> **YOUR OBJECTIVE**:
Would you repeat exactly the part of the listing below that runs from the line containing "Reviewer note: every instance of the bench" down to the line containing "[[310, 229]]", inclusive, and nothing else?

> **RECORDS FOR THIS TASK**:
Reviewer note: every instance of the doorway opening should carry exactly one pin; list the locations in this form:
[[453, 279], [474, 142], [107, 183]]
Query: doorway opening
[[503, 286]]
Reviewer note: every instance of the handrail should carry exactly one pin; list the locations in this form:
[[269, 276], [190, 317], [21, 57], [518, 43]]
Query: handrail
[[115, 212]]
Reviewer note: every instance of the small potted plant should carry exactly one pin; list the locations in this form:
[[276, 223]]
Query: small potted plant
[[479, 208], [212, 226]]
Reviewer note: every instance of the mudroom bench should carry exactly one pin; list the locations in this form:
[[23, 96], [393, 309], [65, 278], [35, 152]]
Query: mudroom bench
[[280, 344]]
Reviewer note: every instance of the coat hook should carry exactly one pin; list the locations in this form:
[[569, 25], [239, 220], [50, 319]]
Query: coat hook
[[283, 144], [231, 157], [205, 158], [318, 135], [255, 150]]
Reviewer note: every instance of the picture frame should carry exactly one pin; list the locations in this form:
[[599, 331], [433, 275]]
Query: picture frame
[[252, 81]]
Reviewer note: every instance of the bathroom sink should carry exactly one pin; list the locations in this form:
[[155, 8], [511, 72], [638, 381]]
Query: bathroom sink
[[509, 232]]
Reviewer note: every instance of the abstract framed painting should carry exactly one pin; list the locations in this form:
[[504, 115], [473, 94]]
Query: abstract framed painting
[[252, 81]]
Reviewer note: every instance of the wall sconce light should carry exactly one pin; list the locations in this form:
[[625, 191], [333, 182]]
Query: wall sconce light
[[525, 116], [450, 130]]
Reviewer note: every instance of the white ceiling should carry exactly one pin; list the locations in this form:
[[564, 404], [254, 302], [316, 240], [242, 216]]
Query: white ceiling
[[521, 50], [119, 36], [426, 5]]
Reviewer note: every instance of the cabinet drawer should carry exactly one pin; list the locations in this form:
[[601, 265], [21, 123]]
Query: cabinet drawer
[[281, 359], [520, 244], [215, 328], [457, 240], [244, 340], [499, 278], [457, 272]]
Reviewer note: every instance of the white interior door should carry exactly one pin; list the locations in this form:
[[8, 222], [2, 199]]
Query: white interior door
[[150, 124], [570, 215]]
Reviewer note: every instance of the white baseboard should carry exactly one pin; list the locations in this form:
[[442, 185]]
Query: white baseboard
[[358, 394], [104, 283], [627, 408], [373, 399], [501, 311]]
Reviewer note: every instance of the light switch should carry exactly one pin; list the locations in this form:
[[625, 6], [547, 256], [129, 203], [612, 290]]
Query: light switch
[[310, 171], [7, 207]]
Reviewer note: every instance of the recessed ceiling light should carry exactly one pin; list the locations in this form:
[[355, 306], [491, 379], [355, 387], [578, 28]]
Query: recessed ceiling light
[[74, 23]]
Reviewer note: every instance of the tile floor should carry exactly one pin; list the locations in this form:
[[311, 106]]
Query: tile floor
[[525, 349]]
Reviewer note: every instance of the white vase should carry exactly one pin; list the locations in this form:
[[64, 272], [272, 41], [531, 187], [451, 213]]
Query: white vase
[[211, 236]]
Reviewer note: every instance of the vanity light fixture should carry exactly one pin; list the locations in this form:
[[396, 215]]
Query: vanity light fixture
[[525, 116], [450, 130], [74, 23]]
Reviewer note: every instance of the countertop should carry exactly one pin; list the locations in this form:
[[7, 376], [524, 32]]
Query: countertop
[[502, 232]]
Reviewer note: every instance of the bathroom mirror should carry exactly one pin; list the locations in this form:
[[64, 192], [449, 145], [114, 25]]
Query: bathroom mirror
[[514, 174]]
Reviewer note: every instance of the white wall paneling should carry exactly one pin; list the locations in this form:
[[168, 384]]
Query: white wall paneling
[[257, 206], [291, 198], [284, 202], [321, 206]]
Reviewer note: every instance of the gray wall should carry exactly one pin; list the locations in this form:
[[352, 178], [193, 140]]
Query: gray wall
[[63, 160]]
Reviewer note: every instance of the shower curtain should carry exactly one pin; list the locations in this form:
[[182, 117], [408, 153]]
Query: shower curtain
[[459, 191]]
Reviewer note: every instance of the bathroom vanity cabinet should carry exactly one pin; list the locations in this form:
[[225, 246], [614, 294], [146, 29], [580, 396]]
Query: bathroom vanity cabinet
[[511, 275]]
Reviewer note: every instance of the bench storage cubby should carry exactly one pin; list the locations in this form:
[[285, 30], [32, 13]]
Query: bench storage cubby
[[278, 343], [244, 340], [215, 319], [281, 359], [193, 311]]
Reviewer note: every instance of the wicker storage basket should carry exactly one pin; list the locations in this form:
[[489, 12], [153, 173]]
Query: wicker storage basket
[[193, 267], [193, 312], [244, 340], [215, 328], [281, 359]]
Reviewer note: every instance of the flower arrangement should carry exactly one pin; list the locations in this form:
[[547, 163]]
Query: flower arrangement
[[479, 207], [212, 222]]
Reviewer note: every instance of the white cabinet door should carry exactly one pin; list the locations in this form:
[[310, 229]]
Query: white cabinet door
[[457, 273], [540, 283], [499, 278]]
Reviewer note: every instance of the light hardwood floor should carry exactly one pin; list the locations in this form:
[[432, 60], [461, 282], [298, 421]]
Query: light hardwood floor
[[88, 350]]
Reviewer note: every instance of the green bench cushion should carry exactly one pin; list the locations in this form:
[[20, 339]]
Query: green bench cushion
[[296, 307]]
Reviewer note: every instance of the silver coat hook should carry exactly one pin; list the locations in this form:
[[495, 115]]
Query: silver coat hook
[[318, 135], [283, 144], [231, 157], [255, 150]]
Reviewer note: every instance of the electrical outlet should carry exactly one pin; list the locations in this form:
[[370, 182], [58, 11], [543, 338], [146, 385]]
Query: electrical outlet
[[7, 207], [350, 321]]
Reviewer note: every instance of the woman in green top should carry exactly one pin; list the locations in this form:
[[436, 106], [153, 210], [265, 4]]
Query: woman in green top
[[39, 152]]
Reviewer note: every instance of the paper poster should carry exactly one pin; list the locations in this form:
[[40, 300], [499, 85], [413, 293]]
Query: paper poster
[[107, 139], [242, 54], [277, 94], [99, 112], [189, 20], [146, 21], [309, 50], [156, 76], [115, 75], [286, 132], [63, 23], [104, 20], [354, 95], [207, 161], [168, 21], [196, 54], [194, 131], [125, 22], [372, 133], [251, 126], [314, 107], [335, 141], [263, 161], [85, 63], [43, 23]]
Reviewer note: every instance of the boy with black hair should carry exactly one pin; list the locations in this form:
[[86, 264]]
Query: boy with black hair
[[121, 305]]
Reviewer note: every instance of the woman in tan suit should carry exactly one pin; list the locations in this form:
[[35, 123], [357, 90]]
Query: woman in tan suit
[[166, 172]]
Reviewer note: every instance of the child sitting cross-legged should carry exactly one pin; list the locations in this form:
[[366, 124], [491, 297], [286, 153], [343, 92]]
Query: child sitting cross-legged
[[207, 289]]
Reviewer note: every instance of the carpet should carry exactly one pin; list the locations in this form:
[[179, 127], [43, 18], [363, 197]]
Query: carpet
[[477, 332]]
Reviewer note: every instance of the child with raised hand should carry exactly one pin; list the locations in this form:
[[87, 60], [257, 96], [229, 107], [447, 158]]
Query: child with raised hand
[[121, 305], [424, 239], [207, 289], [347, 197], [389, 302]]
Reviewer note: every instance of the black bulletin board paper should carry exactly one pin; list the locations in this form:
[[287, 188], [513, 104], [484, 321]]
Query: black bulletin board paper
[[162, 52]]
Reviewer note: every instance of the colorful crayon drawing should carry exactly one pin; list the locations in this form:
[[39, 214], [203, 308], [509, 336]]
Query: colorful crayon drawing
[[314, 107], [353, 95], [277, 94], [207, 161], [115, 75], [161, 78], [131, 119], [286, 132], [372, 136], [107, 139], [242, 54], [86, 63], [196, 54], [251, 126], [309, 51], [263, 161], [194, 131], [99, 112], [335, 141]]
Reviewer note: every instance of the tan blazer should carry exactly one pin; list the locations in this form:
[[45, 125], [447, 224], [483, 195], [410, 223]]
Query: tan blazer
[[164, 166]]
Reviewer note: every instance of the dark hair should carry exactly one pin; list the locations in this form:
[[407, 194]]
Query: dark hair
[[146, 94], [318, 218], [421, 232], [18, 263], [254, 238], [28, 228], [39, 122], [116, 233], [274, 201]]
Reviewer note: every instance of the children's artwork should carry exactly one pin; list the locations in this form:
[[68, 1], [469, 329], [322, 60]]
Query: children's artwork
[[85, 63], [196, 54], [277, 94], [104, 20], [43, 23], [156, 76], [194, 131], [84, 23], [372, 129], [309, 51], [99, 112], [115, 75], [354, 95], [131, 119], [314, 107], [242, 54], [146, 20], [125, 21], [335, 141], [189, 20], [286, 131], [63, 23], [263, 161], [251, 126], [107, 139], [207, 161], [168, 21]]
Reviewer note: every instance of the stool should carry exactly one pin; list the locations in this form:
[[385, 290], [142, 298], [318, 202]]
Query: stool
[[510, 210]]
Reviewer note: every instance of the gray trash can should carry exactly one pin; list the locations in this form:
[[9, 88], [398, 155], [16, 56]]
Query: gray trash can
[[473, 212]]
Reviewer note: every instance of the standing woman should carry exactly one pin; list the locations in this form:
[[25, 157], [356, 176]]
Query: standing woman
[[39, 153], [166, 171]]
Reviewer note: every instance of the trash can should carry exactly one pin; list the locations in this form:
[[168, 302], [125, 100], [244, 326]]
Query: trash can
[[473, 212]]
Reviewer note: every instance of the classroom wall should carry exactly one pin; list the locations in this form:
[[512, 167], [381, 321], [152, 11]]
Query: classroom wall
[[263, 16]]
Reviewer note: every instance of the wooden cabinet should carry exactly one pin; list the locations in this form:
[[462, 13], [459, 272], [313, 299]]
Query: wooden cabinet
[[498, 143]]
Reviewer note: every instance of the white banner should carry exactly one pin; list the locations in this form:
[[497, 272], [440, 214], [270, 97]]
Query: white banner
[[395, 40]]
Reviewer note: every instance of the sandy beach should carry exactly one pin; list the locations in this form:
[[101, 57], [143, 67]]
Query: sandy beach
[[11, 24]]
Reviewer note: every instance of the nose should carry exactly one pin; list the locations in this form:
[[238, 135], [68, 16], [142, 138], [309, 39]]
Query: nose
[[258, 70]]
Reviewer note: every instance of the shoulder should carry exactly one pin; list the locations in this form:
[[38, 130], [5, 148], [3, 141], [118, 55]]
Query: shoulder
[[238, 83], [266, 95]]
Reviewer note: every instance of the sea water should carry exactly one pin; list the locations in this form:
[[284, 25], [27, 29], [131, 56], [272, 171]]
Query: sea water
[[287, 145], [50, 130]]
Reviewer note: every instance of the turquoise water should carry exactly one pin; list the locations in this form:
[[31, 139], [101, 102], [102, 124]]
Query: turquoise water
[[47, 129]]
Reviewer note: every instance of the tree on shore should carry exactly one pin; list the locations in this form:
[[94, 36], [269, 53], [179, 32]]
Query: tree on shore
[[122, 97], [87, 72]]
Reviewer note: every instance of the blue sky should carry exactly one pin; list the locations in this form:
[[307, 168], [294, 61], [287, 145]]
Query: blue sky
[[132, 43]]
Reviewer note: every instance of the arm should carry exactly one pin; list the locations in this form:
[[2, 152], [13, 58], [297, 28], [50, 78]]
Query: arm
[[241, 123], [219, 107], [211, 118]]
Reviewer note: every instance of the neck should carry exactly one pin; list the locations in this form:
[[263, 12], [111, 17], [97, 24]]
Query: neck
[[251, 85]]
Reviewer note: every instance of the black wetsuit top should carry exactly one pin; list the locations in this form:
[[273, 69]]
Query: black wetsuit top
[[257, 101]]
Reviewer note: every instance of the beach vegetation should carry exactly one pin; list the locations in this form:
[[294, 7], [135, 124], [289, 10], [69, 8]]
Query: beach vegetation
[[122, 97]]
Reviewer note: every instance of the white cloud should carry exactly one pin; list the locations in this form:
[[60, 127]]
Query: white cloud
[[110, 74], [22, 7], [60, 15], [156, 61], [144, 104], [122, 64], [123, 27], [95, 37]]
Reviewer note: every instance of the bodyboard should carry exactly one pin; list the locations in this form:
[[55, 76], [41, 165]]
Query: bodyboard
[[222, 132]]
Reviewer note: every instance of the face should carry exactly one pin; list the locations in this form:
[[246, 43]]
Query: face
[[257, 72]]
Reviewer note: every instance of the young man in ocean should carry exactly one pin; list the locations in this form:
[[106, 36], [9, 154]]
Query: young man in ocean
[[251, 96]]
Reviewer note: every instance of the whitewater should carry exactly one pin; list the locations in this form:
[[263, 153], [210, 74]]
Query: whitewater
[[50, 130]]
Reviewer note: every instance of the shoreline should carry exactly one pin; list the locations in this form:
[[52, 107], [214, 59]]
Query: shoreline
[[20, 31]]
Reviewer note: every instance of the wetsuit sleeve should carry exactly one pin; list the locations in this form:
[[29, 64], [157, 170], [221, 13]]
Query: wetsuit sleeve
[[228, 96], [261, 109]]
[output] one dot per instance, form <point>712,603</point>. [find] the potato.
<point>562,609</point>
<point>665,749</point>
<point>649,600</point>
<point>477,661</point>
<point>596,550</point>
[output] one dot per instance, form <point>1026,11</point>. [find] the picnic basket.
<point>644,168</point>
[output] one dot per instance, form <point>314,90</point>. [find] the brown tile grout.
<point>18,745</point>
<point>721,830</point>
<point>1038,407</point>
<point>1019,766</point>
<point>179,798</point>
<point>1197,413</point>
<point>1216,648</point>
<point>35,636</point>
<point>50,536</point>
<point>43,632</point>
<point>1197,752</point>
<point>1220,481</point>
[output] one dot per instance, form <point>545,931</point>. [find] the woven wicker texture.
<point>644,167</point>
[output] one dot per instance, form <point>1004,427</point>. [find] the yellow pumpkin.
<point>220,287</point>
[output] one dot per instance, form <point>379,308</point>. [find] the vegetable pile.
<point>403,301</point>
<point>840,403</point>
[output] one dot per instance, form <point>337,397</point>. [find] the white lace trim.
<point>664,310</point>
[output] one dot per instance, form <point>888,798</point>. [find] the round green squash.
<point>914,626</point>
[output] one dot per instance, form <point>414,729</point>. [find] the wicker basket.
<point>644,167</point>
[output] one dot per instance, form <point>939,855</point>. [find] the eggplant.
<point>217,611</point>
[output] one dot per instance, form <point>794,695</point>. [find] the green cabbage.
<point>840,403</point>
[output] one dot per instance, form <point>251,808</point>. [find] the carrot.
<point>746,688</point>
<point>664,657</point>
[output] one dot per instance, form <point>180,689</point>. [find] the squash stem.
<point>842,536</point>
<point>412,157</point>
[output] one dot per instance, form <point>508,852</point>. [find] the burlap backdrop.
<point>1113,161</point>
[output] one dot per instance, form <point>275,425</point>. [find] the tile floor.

> **ANSWER TO THIS PROBLEM**:
Reviewer note: every instance of the bench storage cubby should carry exactly one pin; list the locations in this form:
[[285, 30], [32, 13]]
Query: bench storage cubby
[[278, 343], [244, 340], [215, 319], [281, 359], [193, 311]]
Reviewer note: every instance of the wicker storage basket should carry exactly one pin; list the locations in this form:
[[489, 12], [153, 173]]
Query: wicker storage basket
[[193, 267], [193, 312], [244, 340], [215, 328], [281, 359]]
Reviewer note: every instance of the flower arrangement should carry exactly one pin; list the locations in this form:
[[547, 163]]
Query: flower arrangement
[[479, 207], [212, 222]]
Reviewer note: every instance of the white cabinet door should carry exactly one pin; list the locations in this form:
[[310, 229]]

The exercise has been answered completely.